• _Document excerpt_
──────────

Metadata-Version: 2.4
Name: kiarina-lib-redisearch
Version: 1.7.0
Summary: RediSearch client library for kiarina namespace
Project-URL: Homepage, https://github.com/kiarina/kiarina-python
Project-URL: Repository, https://github.com/kiarina/kiarina-python
Project-URL: Issues, https://github.com/kiarina/kiarina-python/issues
Project-URL: Changelog, https://github.com/kiarina/kiarina-python/blob/main/packages/kiarina-lib-redisearch/CHANGELOG.md
Project-URL: Documentation, https://github.com/kiarina/kiarina-python/tree/main/packages/kiarina-lib-redisearch#readme
Author-email: kiarina <kiarinadawa@gmail.com>
Maintainer-email: kiarina <kiarinadawa@gmail.com>
License-Expression: MIT
Keywords: database,fulltext,pydantic,redis,redisearch,search,settings,vector
Classifier: Development Status :: 4 - Beta
Classifier: Intended Audience :: Developers
Classifier: Operating System :: OS Independent
Classifier: Programming Language :: Python :: 3
Classifier: Programming Language :: Python :: 3.12
Classifier: Programming Language :: Python :: 3.13
Classifier: Topic :: Database
Classifier: Topic :: Internet :: WWW/HTTP :: Indexing/Search
Classifier: Topic :: Scientific/Engineering :: Artificial Intelligence
Classifier: Topic :: Software Development :: Libraries :: Python Modules
Classifier: Typing :: Typed
Requires-Python: >=3.12
Requires-Dist: numpy>=2.3.2
Requires-Dist: pydantic-settings-manager>=2.3.0
Requires-Dist: pydantic-settings>=2.10.1
Requires-Dist: pydantic>=2.11.7
Requires-Dist: redis>=6.4.0
Description-Content-Type: text/markdown

# kiarina-lib-redisearch

A comprehensive Python client library for [RediSearch](https://redis.io/docs/interact/search-and-query/) with advanced configuration management, schema definition, and both full-text and vector search capabilities.

──────────

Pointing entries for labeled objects
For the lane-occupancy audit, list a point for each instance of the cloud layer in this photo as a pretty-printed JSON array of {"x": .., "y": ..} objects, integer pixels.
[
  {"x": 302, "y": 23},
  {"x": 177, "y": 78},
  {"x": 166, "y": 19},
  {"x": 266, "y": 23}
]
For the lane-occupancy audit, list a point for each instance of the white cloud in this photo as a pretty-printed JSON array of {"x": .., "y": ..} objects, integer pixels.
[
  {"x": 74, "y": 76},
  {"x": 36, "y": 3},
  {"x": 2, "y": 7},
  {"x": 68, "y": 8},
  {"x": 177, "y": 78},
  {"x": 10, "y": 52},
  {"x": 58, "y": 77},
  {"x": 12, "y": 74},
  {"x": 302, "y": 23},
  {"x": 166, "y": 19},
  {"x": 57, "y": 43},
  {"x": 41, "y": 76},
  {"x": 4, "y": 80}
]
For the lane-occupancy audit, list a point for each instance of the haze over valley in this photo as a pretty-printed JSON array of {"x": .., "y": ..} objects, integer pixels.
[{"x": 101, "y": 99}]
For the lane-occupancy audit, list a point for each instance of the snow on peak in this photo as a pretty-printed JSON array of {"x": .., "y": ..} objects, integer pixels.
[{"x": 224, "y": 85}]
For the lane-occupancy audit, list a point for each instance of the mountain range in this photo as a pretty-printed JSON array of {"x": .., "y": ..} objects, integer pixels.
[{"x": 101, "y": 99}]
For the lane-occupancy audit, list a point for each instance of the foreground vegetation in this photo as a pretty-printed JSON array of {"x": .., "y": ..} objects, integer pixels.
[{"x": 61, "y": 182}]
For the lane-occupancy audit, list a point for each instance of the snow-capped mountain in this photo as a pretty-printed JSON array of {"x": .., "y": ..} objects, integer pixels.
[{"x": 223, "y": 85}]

──────────

• _Direction 1_
List every required dependency named in the package metadata, giving each package with its minimum version.
• _Direction 2_
Please reproduce the package metadata verbatim between "A comprehensive Python" and "vector search capabilities.", inclusive.
• _Direction 3_
Answer these from the package metadata:
(a) What license does it declare?
(b) What is the minimum Python version required?
(c) What development status is listed?

• _Final result 1_
numpy>=2.3.2
pydantic-settings-manager>=2.3.0
pydantic-settings>=2.10.1
pydantic>=2.11.7
redis>=6.4.0

• _Final result 2_
A comprehensive Python client library for [RediSearch](https://redis.io/docs/interact/search-and-query/) with advanced configuration management, schema definition, and both full-text and vector search capabilities.

• _Final result 3_
(a) MIT
(b) 3.12
(c) 4 - Beta